- _Task brief_
Reproduce everything from the line containing "</instance>" down to the line containing "box: [0, 3, 745, 107]", replacing "rough mask" with "coarse mask" and leaving every other character unchanged; give only those lines.
──────── Input for this task ────────
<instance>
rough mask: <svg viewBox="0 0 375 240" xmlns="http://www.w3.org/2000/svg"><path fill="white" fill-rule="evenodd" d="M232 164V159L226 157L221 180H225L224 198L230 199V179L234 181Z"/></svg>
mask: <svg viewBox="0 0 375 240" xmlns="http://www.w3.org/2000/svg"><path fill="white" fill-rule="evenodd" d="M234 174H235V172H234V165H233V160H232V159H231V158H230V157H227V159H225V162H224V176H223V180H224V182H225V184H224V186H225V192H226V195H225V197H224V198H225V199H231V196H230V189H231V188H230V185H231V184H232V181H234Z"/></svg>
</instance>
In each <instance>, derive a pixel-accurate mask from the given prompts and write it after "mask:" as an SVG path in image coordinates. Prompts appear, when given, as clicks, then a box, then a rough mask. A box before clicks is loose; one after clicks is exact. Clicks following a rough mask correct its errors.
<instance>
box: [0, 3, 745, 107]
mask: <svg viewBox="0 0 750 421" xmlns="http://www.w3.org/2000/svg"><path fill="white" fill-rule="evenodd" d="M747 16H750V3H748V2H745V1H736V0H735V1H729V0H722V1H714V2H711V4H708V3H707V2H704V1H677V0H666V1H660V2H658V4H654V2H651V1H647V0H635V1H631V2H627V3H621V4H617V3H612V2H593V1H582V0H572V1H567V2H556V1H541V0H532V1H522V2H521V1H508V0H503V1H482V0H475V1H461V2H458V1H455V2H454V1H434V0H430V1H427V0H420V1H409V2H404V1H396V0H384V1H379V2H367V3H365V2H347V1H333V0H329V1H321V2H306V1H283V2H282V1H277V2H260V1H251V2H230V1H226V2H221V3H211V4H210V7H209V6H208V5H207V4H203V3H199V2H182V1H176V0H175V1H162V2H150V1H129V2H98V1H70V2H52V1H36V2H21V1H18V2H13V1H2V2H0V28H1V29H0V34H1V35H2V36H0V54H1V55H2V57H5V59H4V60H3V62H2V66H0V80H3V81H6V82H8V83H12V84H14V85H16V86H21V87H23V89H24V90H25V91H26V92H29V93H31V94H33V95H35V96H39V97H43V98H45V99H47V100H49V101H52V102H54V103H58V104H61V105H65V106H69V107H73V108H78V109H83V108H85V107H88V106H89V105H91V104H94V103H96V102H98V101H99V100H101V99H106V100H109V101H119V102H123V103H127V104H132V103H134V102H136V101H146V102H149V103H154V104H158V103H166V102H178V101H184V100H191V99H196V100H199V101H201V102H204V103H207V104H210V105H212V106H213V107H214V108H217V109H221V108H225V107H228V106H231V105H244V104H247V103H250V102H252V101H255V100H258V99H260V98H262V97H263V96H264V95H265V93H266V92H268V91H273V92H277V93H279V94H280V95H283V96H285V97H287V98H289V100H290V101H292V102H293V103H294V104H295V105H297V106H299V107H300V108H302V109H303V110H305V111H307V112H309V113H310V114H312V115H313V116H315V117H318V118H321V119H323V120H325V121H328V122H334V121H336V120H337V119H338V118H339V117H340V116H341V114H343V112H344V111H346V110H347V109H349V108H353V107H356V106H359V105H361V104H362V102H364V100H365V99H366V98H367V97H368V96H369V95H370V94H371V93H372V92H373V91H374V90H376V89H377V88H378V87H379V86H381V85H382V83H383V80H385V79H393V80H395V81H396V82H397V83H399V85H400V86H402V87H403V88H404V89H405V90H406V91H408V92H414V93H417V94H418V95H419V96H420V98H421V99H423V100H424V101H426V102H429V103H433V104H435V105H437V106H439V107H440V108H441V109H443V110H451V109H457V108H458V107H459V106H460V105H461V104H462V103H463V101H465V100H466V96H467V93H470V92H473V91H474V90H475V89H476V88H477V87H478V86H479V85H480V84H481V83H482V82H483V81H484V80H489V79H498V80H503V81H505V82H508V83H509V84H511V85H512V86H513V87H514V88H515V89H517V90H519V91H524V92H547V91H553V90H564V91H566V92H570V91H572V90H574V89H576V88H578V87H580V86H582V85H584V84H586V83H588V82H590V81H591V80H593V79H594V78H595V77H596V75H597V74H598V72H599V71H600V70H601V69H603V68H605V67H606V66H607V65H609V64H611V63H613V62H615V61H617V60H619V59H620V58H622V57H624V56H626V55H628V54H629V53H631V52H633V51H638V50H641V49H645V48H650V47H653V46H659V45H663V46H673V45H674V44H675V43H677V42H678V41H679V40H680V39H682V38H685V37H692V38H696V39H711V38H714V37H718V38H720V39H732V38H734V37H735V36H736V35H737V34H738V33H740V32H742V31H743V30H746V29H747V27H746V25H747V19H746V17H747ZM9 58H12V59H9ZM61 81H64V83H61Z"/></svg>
────────
- _Worked solution_
</instance>
In each <instance>, derive a pixel-accurate mask from the given prompts and write it after "mask:" as an SVG path in image coordinates. Prompts appear, when given, as clicks, then a box, then a coarse mask. A box before clicks is loose; one after clicks is exact. Clicks following a coarse mask correct its errors.
<instance>
box: [0, 3, 745, 107]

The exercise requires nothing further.